▶ _Work to be completed_
Reproduce verbatim the portion of the material below that begins with the line containing "</instance>" and ends with the line containing "80L210 95H229L245 89L237", including both of those lines. Output only that portion.
%%
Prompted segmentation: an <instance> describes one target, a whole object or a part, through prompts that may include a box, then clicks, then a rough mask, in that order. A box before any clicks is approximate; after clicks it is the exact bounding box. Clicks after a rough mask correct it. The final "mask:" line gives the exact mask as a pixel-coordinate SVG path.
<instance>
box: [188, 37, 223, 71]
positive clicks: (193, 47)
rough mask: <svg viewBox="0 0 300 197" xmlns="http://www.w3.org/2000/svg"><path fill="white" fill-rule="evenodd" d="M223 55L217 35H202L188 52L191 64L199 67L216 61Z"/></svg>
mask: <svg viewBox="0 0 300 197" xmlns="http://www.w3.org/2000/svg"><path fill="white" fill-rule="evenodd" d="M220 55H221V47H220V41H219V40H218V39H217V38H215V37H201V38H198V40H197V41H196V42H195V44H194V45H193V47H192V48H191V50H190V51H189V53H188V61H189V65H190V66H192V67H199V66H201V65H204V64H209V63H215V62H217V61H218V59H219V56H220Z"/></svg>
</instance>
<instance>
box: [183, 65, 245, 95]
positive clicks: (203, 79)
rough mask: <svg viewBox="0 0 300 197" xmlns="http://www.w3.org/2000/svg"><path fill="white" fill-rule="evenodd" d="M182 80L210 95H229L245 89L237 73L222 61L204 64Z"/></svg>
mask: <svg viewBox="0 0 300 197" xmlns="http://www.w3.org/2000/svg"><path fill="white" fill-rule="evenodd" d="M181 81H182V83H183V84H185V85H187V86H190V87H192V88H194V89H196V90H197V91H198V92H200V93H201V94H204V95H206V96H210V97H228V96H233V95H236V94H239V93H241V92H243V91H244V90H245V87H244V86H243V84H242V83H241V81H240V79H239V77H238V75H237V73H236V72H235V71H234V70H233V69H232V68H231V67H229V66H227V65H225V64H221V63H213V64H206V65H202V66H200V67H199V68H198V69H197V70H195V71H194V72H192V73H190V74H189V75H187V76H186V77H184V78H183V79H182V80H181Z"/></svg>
%%
▶ _Result of this task_
</instance>
<instance>
box: [183, 65, 245, 95]
positive clicks: (203, 79)
rough mask: <svg viewBox="0 0 300 197" xmlns="http://www.w3.org/2000/svg"><path fill="white" fill-rule="evenodd" d="M182 80L210 95H229L245 89L237 73L222 61L204 64Z"/></svg>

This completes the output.